## WRITTEN TASK
Transcribe every line of the listing below without changing anything.

## DATA SHOWN
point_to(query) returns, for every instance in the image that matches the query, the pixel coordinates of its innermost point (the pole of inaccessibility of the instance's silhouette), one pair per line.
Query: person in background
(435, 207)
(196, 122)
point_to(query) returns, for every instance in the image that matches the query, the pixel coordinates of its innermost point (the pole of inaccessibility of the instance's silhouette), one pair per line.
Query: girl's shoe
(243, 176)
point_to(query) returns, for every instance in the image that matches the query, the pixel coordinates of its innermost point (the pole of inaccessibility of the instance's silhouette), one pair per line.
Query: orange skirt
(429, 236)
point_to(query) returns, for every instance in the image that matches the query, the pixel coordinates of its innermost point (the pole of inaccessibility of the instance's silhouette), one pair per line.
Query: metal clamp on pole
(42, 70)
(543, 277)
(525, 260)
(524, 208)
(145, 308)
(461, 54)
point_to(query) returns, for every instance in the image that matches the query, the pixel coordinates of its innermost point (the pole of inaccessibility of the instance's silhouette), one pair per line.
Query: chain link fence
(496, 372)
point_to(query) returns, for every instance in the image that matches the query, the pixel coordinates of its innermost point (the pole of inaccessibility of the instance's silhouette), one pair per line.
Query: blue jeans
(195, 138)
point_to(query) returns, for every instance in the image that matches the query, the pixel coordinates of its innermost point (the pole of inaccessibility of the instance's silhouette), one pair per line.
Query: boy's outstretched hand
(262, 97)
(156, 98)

## WRITTEN ANSWER
point_to(query) returns, for every instance in the image that matches the query, the pixel coordinates of its innermost point (the pole of inaccessibility of the instance's silhouette), one pair per line.
Query: person in background
(435, 207)
(196, 122)
point_to(query) returns, for every instance in the image that matches the query, the pixel coordinates of its innermost point (the pole of inaccessibility of the instance's silhouette), one pair per line.
Query: girl's shoe
(243, 176)
point_to(query) returns, for every instance in the image that matches the query, the pixel coordinates of its innermost point (the pole of inaccessibility of the instance's silhouette), one pair per line.
Query: orange skirt
(429, 236)
point_to(query) returns, for every instance in the image that matches the query, the pixel coordinates of its innermost point (the pole of inaccessibility of the instance's silhouette), one pair per line.
Query: metal clamp on pole
(42, 70)
(543, 277)
(525, 260)
(524, 208)
(145, 308)
(461, 54)
point_to(query) returns, for every instance in the image that matches the query, the pixel coordinates of its innermost point (the pole of inaccessibility of the instance's silhouette), one pair per line.
Query: chain link fence
(496, 372)
point_to(query) returns, for every instance in the image that matches the query, the pixel coordinates of its innermost point (the pole of inaccessibility of the instance's silhouette), one pair per line.
Query: blue jeans
(195, 138)
point_to(query) returns, for every instance in the image that matches the query, the pixel coordinates of its innermost point (the pole of inaccessibility of the instance's silhouette), one pair per line.
Query: boy's outstretched hand
(262, 97)
(156, 98)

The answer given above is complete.